**EXERCISE 1:** Reproduce the passage on women pastors from "My answer was" up to and including "a female apostle.".

**PASSAGE:**

----

Who Says Women Can’t Pastor?
A Biblical Exposition Showing That Women Too Are Called to Leadership
by
Eddie L. Hyatt
D.Min., M.Div., M.A.

I had just completed a teaching session in which I had explained why 1 Tim. 2:11-12 does not prohibit women from functioning in leadership roles in the Church. One student, who was obviously disturbed, challenged me with a question. “Can you show me one place in the New Testament where a woman ever functioned as a pastor?” I replied, “If you will first show me one place where a man ever functioned as a pastor!” He was stunned in that he could not think of a single example.

Eisegesis vs. Exegesis

My answer was designed to show him how much we read into the Biblical text. This is known as eisegesis--to read something “into” the text that is not there. On the other hand, exegesis means to “take out” or extract from what is there. It is so easy to practice eisegesis and read into the Bible our own prejudices, assumptions and traditions. The Church is guilty of eisegesis in many areas, but none so much as in the development of its doctrine of women and their role in the Church. An honest exegetical examination of the appropriate passages, however, reveals a very different view.

Women Pastors in the NT

There are numerous women leaders in the New Testament, some who obviously functioned in pastoral roles of oversight. Paul mentions 2 of these female pastors in Rom. 16 as well as a female apostle.

Phoebe, a Woman Pastor

In Romans 16:1 Paul commends to the church at Rome our sister Phoebe who is a servant of the church in Cenchrea. Paul refers to Phoebe as a servant which is the Greek word diakonos. Diakonos, or its verb form, is translated minister in 23 other places in the New Testament. For example, in Eph. 3:7, Paul says that he became a minister (diakonos) according to the gift of the grace of God. Phoebe, therefore, was a minister, probably a pastor, from the church in Cenchrea. This is borne out by vs. 2 where Paul refers to her as a helper of many and of myself also. The Greek word translated helper in this verse is prostates and, according to Thayer’s Greek-English Lexicon, means to set over, to rule, superintend, preside over, protect, and care for. When this passage is examined apart from our traditions and prejudicial assumptions, the evidence is overwhelming that Phoebe functioned in what today we would call pastoral ministry.

----

**EXERCISE 2:** Scale the answer coordinates in the records by 2.25, rounding to whole numbers with halves going up. Write out only the lines from the line with "[pin] tree trunk" through the end of the records, and leave everything else on them unchanged.

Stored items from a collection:
----

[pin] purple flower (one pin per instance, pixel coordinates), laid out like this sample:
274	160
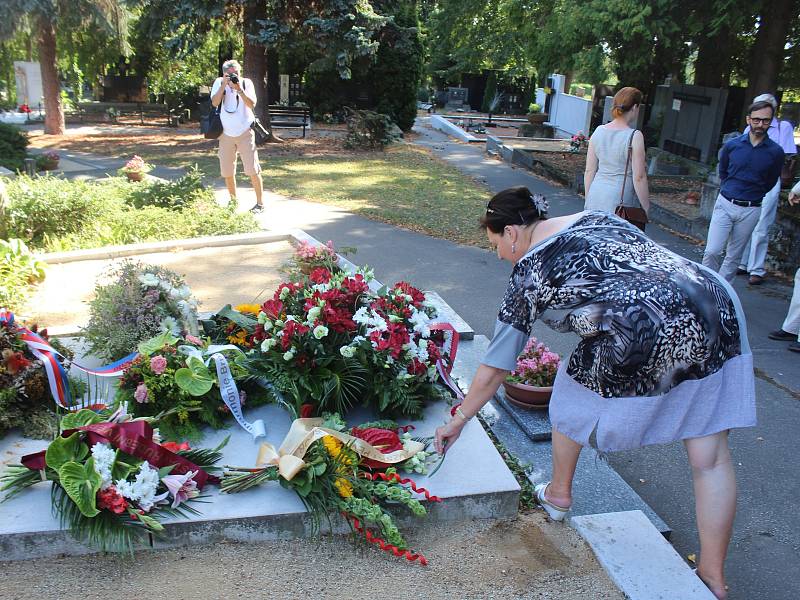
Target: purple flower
141	393
182	487
158	364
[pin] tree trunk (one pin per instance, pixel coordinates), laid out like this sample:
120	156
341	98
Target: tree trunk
769	48
54	115
256	62
712	68
273	77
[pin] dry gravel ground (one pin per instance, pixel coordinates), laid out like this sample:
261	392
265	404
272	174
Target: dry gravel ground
528	557
216	275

----

**CORRECT ANSWER 1:**
My answer was designed to show him how much we read into the Biblical text. This is known as eisegesis--to read something “into” the text that is not there. On the other hand, exegesis means to “take out” or extract from what is there. It is so easy to practice eisegesis and read into the Bible our own prejudices, assumptions and traditions. The Church is guilty of eisegesis in many areas, but none so much as in the development of its doctrine of women and their role in the Church. An honest exegetical examination of the appropriate passages, however, reveals a very different view.

Women Pastors in the NT

There are numerous women leaders in the New Testament, some who obviously functioned in pastoral roles of oversight. Paul mentions 2 of these female pastors in Rom. 16 as well as a female apostle.

**CORRECT ANSWER 2:**
[pin] tree trunk (one pin per instance, pixel coordinates), laid out like this sample:
120	156
341	98
Target: tree trunk
1730	108
122	259
576	140
1602	153
614	173
[pin] dry gravel ground (one pin per instance, pixel coordinates), laid out like this sample:
261	392
265	404
272	174
Target: dry gravel ground
1188	1253
486	619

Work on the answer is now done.